**To be done**. Can all of these lines be returned exactly?

**********

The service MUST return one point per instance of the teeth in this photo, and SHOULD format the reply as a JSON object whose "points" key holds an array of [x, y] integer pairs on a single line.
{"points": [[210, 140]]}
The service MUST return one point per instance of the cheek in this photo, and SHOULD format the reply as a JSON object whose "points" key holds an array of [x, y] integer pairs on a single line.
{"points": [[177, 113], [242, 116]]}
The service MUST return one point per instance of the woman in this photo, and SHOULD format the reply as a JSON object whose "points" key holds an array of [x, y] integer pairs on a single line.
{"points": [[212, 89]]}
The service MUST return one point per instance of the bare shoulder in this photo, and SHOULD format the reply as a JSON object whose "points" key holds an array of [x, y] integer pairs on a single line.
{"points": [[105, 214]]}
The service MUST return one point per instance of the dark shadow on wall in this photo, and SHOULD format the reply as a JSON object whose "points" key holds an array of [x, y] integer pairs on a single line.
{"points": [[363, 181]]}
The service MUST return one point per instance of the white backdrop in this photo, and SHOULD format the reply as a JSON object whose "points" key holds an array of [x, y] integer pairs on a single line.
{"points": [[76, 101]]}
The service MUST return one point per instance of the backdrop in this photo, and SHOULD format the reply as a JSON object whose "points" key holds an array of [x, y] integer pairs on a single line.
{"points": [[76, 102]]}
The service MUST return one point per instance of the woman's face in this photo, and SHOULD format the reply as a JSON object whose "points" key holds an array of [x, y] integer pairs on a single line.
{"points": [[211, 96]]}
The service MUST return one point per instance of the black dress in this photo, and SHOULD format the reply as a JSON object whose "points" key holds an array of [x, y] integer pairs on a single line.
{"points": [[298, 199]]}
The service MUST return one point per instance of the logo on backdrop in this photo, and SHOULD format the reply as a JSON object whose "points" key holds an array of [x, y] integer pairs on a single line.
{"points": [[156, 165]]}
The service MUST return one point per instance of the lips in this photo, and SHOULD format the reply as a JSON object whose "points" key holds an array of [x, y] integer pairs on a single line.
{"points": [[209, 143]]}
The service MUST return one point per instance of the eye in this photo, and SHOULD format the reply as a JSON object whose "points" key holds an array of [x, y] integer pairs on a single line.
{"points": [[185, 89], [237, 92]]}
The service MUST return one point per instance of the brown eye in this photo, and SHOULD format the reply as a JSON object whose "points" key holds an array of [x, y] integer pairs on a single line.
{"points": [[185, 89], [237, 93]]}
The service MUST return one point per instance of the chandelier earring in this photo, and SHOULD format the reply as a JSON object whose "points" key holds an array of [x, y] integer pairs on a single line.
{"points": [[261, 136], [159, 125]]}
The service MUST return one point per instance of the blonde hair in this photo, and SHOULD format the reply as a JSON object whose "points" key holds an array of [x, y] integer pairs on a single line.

**********

**Written reply**.
The service MUST return one point per instance of the teeth in this photo, and SHOULD format the reply as a JSON object whose "points" key holds an array of [x, y] integer pairs on a single line.
{"points": [[210, 140]]}
The service MUST return one point per instance of the cheek in this photo, and SHOULD format the reply as a JSON object whose "points" key holds an array of [x, y] integer pairs on a single line.
{"points": [[177, 113], [242, 116]]}
The service MUST return one point per instance of the woman in this photo, and SHOULD format the reply as a JSON object whose "points" key holds an array of [x, y] integer pairs on a single line.
{"points": [[212, 89]]}
The service MUST return one point per instance of the bare shoulder in this photo, and SHOULD format the reply as a JSON object whose "points" key holds an array of [x, y] integer pairs on a single line.
{"points": [[105, 214]]}
The service MUST return one point per instance of the dark shadow on wall in this photo, and SHOULD format the reply as a JSON object whose "points" key holds an array of [x, y] integer pairs on a single line.
{"points": [[363, 181]]}
The service MUST return one point per instance of the white backdrop in this photo, and SHOULD format the reply as a JSON object whose "points" key holds an array of [x, y] integer pairs on a single line.
{"points": [[76, 101]]}
The service MUST return one point per instance of the backdrop in this photo, and SHOULD format the reply as a JSON object whose "points" key holds an array of [x, y] integer pairs on a single line.
{"points": [[76, 102]]}
The service MUST return one point per instance of the woman's face in this photo, and SHOULD format the reply as a JSON object whose "points" key holds an array of [x, y] integer pairs on a single line.
{"points": [[211, 96]]}
The service MUST return one point per instance of the black dress in this photo, and SHOULD format the reply as a JSON object whose "points" key holds an array of [x, y] integer pairs on a single line.
{"points": [[298, 199]]}
The service MUST return one point per instance of the logo on backdrop in this photo, and SHOULD format the reply as a JSON object whose "points" key holds an array of [x, y] integer pairs on a single line.
{"points": [[156, 165]]}
The service MUST return one point per instance of the lips in this photo, and SHOULD format the reply as a JSON object whose "points" key holds an array of [x, y] integer pairs on a single line.
{"points": [[209, 143]]}
The service MUST return one point per instance of the eye in this photo, and SHOULD format the reply as a JSON object whose "points" key holds an array of [x, y] integer pairs on a single line.
{"points": [[185, 89], [237, 92]]}
The service MUST return one point per instance of the brown eye in this photo, and SHOULD format the reply as a JSON object whose "points" key holds an array of [x, y] integer pairs on a single line.
{"points": [[185, 89], [237, 93]]}
The service MUST return one point per instance of the chandelier earring in this photo, and SHOULD format the reply as a JSON object whose "points" key holds an array of [x, y] integer pairs on a single line.
{"points": [[261, 136], [159, 125]]}
The service MUST return one point per instance of the blonde hair in this photo, and SHOULD format the reply as a JSON object whose "points" key holds an array of [x, y] integer pairs on a single line.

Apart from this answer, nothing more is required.